Extract:
::::::::
Government regulations limit funding and lack of community support
reduces patient volume. Extended
hours and isolated working conditions cause high turnover in personnel. Some government programs have been enacted to reduce
closures, but information on these programs may be difficult to locate.
Administrators need a mechanism to share information on methods
used and the results of these efforts to prevent duplication of effort and
wasted resources.
Rural hospital administrators and
community decision-makers need current information on strategies for
maintaining viability of their hospitals.
Specifically, eight areas were identified to support the existence
of rural hospitals. In each
of these areas, team members searched for electronic resources to aid
interested parties. Each
resource is annotated and linked through a website created by the
consultant team.
The team serving as information
consultants for this project is composed of graduate students at the
University of North Texas in the School of Library and Information
Science. This project
fulfills course requirements in the health informatics specialist
curriculum. The aim of the
consultant team is to provide a toolkit of electronic resources useful to
rural health care proponents.
The toolkit is offered at no
charge to rural hospital administrators and other interested parties. However, maintenance of the links and updates as new
resources become available are beyond the scope of the project. Therefore, it is the earnest desire of the creation team that
this information will be incorporated into the website of a rural health
care agency that will maintain the site.
This might be TORCH, a Texas AHEC, the Center for Rural Health
Initiatives, or an interested hospital.
::::::::
Referring expression pointing data

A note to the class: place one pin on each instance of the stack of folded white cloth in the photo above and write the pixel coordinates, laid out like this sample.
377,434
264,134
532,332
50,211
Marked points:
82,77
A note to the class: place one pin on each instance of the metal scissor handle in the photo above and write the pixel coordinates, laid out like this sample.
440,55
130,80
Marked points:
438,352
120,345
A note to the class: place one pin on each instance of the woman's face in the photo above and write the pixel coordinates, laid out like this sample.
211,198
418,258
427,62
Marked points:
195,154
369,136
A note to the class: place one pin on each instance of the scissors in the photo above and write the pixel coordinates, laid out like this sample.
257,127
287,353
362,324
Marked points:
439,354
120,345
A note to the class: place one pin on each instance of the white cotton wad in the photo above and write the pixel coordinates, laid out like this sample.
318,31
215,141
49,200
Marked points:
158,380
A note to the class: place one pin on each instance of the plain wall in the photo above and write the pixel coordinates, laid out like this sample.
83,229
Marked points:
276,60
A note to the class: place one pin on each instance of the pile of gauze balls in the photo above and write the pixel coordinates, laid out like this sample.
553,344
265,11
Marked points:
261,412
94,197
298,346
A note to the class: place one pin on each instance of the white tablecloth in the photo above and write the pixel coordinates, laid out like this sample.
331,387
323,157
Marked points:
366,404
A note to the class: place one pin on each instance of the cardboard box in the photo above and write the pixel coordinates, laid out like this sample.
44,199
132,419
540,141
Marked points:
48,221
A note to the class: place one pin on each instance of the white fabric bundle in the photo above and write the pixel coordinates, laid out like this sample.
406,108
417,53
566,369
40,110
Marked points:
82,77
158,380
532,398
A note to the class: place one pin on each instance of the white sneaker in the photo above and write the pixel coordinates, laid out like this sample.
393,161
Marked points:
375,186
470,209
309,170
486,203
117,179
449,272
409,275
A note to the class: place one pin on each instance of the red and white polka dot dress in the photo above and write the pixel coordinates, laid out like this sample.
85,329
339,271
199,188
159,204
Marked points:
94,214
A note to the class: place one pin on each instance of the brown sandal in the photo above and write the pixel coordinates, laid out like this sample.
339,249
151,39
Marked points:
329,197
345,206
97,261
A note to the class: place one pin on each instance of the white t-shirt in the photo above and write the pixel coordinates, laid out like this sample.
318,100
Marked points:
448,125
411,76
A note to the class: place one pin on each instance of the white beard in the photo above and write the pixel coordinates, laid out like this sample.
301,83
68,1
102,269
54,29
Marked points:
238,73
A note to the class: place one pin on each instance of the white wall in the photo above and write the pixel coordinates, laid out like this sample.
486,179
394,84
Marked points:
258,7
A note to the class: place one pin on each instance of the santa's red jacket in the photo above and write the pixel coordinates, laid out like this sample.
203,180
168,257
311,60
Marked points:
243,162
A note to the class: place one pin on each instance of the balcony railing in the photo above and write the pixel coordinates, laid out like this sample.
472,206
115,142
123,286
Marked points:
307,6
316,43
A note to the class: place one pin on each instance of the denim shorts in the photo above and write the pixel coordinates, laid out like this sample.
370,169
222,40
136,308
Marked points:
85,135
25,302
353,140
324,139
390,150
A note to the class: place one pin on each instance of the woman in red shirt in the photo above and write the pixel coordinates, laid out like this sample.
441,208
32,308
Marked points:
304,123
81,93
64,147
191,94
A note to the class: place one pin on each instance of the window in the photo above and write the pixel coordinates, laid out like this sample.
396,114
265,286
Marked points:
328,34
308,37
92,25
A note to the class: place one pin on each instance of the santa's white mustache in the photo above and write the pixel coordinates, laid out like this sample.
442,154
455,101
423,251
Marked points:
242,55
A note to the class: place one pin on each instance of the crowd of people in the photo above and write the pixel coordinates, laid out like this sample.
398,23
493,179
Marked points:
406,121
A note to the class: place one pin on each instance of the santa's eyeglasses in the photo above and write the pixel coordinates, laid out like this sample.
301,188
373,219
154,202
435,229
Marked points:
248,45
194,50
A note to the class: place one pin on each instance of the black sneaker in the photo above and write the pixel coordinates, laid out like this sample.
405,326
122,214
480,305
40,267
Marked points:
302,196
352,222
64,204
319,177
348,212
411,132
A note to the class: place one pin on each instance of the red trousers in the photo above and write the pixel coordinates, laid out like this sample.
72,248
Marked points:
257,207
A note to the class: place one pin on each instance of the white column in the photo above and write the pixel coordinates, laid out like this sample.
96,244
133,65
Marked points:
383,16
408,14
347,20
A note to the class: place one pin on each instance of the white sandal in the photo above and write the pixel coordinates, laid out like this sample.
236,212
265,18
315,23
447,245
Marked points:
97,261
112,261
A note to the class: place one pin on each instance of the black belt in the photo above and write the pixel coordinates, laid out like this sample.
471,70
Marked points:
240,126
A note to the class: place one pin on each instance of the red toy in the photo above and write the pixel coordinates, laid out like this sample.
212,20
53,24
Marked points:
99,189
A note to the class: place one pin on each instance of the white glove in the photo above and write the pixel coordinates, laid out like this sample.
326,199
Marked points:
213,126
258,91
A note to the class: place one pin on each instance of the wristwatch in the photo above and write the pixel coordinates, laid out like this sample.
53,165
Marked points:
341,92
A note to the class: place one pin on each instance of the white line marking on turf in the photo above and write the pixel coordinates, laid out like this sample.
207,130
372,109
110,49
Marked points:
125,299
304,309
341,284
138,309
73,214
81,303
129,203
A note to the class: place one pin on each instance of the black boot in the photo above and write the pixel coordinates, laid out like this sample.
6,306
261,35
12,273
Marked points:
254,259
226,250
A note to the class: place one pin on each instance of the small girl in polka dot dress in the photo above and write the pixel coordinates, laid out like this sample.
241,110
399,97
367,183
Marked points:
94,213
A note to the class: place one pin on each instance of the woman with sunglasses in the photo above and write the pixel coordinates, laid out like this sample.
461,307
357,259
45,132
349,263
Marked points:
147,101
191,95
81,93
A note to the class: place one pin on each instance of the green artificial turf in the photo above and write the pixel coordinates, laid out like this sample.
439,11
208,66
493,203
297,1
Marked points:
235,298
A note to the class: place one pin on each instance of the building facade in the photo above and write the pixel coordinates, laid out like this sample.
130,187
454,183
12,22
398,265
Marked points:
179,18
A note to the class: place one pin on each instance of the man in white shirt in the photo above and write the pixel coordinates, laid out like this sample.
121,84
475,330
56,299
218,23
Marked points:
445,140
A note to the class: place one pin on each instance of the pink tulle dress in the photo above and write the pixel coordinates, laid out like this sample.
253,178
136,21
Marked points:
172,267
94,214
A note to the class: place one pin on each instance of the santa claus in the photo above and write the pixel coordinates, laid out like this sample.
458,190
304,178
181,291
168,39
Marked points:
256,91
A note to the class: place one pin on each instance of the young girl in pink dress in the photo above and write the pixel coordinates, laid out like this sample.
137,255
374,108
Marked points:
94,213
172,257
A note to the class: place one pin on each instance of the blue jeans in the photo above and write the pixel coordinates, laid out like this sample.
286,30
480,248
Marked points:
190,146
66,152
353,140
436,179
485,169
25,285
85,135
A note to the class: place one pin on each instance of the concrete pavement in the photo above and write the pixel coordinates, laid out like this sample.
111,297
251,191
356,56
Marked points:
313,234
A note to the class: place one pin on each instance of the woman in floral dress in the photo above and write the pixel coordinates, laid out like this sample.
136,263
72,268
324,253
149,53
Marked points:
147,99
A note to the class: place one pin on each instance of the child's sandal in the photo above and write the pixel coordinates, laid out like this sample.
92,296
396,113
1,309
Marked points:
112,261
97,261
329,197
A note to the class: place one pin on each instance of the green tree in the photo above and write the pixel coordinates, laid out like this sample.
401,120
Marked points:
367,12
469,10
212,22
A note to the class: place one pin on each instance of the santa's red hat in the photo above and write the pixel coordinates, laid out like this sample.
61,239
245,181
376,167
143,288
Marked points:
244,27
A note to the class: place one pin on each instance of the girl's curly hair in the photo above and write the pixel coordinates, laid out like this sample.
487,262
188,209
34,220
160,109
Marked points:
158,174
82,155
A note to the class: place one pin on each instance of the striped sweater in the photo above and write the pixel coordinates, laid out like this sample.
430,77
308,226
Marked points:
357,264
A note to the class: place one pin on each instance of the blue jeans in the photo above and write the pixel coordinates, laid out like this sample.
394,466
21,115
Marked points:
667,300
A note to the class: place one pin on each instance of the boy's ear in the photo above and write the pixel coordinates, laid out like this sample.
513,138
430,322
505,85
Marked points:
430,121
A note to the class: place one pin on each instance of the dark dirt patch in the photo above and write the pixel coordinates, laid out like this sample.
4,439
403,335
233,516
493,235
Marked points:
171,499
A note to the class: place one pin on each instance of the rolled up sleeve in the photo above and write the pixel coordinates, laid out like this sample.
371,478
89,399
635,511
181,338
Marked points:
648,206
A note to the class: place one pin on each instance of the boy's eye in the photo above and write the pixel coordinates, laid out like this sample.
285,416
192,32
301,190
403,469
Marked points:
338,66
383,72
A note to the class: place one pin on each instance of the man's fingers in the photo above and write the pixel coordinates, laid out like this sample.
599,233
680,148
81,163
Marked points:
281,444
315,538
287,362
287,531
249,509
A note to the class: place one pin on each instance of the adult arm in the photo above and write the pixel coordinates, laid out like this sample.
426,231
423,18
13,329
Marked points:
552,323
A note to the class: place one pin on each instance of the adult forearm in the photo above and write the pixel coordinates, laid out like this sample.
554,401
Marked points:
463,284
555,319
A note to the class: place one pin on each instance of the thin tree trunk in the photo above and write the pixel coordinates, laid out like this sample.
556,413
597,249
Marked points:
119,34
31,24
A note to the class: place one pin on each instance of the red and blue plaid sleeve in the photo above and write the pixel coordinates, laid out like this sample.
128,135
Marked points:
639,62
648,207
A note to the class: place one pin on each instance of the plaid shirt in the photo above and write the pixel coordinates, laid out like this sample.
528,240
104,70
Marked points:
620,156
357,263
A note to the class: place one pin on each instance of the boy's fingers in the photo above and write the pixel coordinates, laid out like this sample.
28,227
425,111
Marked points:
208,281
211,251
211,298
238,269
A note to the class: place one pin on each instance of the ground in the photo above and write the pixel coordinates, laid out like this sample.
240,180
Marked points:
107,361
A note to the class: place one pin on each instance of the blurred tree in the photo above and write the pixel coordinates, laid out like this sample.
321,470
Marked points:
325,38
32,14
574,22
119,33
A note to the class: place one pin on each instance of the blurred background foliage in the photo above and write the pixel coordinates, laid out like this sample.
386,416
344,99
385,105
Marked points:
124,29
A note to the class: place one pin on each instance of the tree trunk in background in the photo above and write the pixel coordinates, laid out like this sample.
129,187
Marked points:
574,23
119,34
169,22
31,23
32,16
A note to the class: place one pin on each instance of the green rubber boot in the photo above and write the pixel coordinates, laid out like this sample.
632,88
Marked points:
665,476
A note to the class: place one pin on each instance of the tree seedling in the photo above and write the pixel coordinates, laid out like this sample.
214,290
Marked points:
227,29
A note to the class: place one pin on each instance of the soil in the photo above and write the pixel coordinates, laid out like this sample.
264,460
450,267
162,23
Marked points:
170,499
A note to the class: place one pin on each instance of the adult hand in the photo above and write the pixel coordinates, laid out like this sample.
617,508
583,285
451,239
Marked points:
::::::::
What to produce: According to the text about rural hospitals, who makes up the team serving as information consultants for the project?

Response to the task: Graduate students at the University of North Texas in the School of Library and Information Science.